§ Assignment
Each entry should be written out again exactly, so that nothing is lost.

§ Records
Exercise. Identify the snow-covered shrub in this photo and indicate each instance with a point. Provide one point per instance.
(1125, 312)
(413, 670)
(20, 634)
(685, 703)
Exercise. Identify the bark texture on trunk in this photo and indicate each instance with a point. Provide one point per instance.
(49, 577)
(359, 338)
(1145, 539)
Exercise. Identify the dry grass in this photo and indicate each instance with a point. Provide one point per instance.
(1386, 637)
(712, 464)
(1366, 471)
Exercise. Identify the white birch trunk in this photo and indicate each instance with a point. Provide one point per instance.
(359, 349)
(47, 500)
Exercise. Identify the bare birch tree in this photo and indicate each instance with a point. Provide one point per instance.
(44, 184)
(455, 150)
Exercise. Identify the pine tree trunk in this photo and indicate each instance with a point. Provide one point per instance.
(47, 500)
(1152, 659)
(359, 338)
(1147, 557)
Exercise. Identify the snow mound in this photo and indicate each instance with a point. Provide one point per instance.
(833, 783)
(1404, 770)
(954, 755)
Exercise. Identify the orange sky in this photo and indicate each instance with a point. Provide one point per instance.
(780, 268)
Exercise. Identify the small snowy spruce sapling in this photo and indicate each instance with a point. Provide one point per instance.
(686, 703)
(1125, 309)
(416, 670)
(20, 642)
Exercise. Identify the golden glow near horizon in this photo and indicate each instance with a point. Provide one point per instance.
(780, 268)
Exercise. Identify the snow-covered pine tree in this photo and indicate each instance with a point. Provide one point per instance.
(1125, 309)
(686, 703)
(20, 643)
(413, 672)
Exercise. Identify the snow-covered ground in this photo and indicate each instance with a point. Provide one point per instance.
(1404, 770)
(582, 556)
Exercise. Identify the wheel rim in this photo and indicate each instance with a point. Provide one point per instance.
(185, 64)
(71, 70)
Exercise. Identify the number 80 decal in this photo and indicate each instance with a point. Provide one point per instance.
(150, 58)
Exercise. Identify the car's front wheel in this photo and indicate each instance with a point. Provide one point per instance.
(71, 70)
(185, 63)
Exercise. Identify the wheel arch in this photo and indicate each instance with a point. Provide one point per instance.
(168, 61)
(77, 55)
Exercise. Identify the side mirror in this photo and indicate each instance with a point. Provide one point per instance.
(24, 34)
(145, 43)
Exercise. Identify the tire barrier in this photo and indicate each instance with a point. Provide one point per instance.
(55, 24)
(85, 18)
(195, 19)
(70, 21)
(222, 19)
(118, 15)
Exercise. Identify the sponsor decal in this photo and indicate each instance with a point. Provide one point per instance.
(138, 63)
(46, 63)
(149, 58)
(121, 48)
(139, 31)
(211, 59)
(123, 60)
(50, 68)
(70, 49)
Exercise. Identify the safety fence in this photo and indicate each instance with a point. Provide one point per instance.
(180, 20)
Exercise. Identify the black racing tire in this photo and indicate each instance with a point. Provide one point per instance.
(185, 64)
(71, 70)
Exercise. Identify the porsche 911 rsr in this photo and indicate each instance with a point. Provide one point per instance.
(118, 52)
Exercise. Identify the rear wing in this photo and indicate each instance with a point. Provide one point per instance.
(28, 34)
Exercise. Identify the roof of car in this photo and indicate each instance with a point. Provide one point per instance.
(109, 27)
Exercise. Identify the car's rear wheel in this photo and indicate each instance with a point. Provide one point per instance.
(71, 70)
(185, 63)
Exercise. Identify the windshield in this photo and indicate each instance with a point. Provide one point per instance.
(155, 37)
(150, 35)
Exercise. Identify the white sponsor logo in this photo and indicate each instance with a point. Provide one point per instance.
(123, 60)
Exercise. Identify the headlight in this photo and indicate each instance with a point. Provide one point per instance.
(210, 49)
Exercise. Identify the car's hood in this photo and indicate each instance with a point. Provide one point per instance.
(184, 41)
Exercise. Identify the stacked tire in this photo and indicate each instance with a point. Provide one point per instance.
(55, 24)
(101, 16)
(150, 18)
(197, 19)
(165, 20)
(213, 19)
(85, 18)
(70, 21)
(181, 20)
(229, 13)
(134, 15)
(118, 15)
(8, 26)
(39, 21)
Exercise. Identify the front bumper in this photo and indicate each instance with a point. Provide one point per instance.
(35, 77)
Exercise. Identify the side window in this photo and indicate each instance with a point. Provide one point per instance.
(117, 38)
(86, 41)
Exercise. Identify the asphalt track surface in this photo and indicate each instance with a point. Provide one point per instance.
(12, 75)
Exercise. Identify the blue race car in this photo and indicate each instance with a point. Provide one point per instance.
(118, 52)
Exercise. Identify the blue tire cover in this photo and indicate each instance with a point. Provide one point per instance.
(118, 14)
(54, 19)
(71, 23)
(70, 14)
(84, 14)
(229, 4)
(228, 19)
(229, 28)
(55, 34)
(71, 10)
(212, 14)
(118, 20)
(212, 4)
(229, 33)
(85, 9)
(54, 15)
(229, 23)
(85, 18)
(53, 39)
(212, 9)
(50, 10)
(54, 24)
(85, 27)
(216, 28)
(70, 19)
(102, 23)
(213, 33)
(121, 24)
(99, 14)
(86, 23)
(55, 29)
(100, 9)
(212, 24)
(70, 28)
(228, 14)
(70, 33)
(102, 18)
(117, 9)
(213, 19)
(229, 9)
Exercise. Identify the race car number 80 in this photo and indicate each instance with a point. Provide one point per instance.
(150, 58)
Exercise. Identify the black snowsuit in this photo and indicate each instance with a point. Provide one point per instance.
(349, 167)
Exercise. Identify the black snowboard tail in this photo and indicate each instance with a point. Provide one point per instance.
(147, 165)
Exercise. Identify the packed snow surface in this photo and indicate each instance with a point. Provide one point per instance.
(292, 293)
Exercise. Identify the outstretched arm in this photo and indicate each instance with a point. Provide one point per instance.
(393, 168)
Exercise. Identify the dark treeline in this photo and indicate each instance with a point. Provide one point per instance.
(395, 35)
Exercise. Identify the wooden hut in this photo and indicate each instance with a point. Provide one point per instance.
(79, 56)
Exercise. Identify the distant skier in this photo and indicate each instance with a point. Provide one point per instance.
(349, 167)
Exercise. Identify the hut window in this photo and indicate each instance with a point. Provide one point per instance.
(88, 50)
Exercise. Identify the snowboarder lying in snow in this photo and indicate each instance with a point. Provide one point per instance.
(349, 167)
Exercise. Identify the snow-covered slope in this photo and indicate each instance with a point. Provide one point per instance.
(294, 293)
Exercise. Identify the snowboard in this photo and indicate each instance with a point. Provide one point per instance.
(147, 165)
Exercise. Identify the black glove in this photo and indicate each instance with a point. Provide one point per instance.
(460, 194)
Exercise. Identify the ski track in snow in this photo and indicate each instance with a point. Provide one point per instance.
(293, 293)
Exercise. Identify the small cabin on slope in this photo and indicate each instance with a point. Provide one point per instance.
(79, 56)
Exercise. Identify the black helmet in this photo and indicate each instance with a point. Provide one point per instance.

§ Response below
Exercise. Identify the snow-covered shrub in this photo and indicate each instance with a point. Provide one point per instance.
(1125, 312)
(413, 670)
(20, 634)
(685, 703)
Exercise. Identify the bark texture on trunk in this photo and indicate each instance with a point. Provide one point per instance.
(49, 577)
(359, 338)
(1145, 539)
Exercise. Identify the dry grass in this photo and indicate each instance with a point. Provide one point per instance.
(1386, 637)
(712, 464)
(1366, 471)
Exercise. Identify the white birch trunk in this photo and indicate each instance with a point. Provide one point per instance.
(359, 349)
(47, 500)
Exercise. Identify the bare birch tree in this photo and indicate each instance with a point. Provide one point per instance.
(44, 184)
(455, 150)
Exercise. Identify the pine tree trunk in this photo and indicate each instance with a point. Provide one point per instance.
(47, 500)
(1152, 659)
(359, 338)
(1147, 557)
Exercise. Identify the snow mound in this photo and indicate each instance with a point. Provide one point per instance.
(833, 783)
(1404, 770)
(954, 755)
Exercise. Identify the orange sky in this photo and indicate each instance with a point. Provide one point per instance.
(780, 268)
Exercise. Identify the small snowy spruce sapling in this photo and indicate each instance with a point. Provide one point per instance.
(686, 703)
(1125, 309)
(416, 670)
(20, 642)
Exercise. Identify the golden glow near horizon in this photo and indicate each instance with a point. Provide one point per instance.
(780, 268)
Exercise. Identify the snow-covered pine tree in this photo and indicate each instance with a point. Provide one point per instance.
(1125, 309)
(686, 703)
(20, 643)
(413, 672)
Exercise. Identify the snow-covered ground in this photo and indicate each instance with a point. Provide one point per instance.
(1404, 770)
(582, 556)
Exercise. Identify the wheel rim in this photo and indicate each instance with a point. Provide one point per instance.
(185, 64)
(71, 70)
Exercise. Identify the number 80 decal in this photo and indicate each instance with a point. Provide one point per instance.
(150, 58)
Exercise. Identify the car's front wheel in this photo and indicate each instance with a point. Provide one point per instance.
(71, 70)
(185, 63)
Exercise. Identify the wheel arch in this photo and indicate each instance with a point. Provide one point per instance.
(168, 61)
(77, 55)
Exercise. Identify the side mirror in this photo and indicate each instance with a point. Provide one point per instance.
(24, 34)
(145, 43)
Exercise. Identify the tire barrier in this photo and indicate each instance with a point. Provide one point per instance.
(55, 24)
(85, 18)
(195, 19)
(70, 21)
(222, 19)
(118, 15)
Exercise. Identify the sponsor decal in this photo and indicate each instance with a point. Provide one point per instance.
(138, 63)
(46, 63)
(149, 58)
(121, 48)
(139, 31)
(211, 59)
(123, 60)
(50, 68)
(70, 49)
Exercise. Identify the safety fence in this photo and indicate each instance with a point. Provide one point per instance.
(180, 20)
Exercise. Identify the black racing tire in this photo and indicate each instance with a point. Provide one point per instance.
(185, 64)
(71, 70)
Exercise. Identify the porsche 911 rsr in this photo and indicate each instance with a point. Provide one point per instance.
(118, 52)
Exercise. Identify the rear wing in this photo and indicate each instance with a point. Provide one point per instance.
(28, 34)
Exercise. Identify the roof of car in this photo and indicate each instance with a point. Provide one point per instance.
(109, 27)
Exercise. Identify the car's rear wheel in this photo and indicate each instance with a point. Provide one point per instance.
(71, 70)
(185, 63)
Exercise. Identify the windshield in this photo and indicate each instance with a point. Provide one point per instance.
(155, 37)
(150, 35)
Exercise. Identify the white sponsor logo in this photo and indicate each instance with a point. Provide one point per instance.
(123, 60)
Exercise. Identify the headlight in this photo and indicate each instance with a point. Provide one point per instance.
(210, 49)
Exercise. Identify the car's hood in this photo and indicate each instance with a point. Provide one point per instance.
(184, 41)
Exercise. Identify the stacked tire in this photo and indicate each instance with a point. Provide one point per instance.
(55, 24)
(101, 16)
(150, 18)
(197, 19)
(165, 20)
(213, 19)
(85, 18)
(70, 21)
(181, 20)
(229, 13)
(134, 15)
(118, 15)
(8, 26)
(39, 21)
Exercise. Identify the front bumper in this photo and indicate each instance with a point. Provide one point per instance.
(35, 77)
Exercise. Identify the side window in this photo and indicate each instance with a point. Provide one point per instance.
(117, 38)
(86, 41)
Exercise. Identify the asphalt track surface in this photo and indicate each instance with a point. Provide one point per instance.
(12, 75)
Exercise. Identify the blue race car in this photo and indicate each instance with a point. Provide one point per instance.
(118, 52)
Exercise. Identify the blue tire cover in this photo and indicate each instance with a point. Provide one point per instance.
(118, 14)
(54, 19)
(71, 23)
(70, 14)
(84, 14)
(229, 4)
(228, 19)
(229, 28)
(55, 34)
(71, 10)
(212, 14)
(118, 20)
(212, 4)
(229, 33)
(85, 9)
(54, 15)
(229, 23)
(85, 18)
(53, 39)
(212, 9)
(50, 10)
(54, 24)
(85, 27)
(216, 28)
(70, 19)
(102, 23)
(213, 33)
(121, 24)
(99, 14)
(86, 23)
(55, 29)
(100, 9)
(212, 24)
(70, 28)
(228, 14)
(70, 33)
(102, 18)
(117, 9)
(213, 19)
(229, 9)
Exercise. Identify the race car number 80 in this photo and indicate each instance with a point. Provide one point per instance.
(150, 58)
Exercise. Identify the black snowsuit in this photo and indicate each instance with a point. Provide one point per instance.
(349, 167)
Exercise. Identify the black snowboard tail in this photo and indicate each instance with a point. Provide one point per instance.
(147, 165)
Exercise. Identify the packed snow surface in this photo and indicate each instance with a point. Provide one point per instance.
(292, 293)
Exercise. Identify the outstretched arm in this photo and indicate each instance with a point. Provide one point per instance.
(393, 168)
Exercise. Identify the dark treeline in this photo and indicate each instance with a point. Provide one point per instance.
(395, 35)
Exercise. Identify the wooden hut in this photo and indicate each instance with a point. Provide one point per instance.
(79, 56)
Exercise. Identify the distant skier in this photo and indicate each instance with a point. Provide one point per instance.
(349, 167)
Exercise. Identify the hut window in this photo and indicate each instance with a point. Provide one point per instance.
(88, 50)
Exercise. Identify the snowboarder lying in snow in this photo and indicate each instance with a point. Provide one point per instance.
(349, 167)
Exercise. Identify the snow-covered slope in this photo and indicate each instance with a point. Provide one point per instance.
(294, 293)
Exercise. Identify the snowboard in this photo and indicate each instance with a point. Provide one point per instance.
(147, 165)
Exercise. Identify the black glove in this photo and indicate each instance with a point. Provide one point per instance.
(460, 194)
Exercise. Identify the ski track in snow in this photo and indicate each instance with a point. Provide one point per instance.
(293, 293)
Exercise. Identify the small cabin on slope in this photo and indicate each instance with a point. Provide one point per instance.
(79, 56)
Exercise. Identify the black helmet in this photo and indicate each instance with a point. Provide one point per instance.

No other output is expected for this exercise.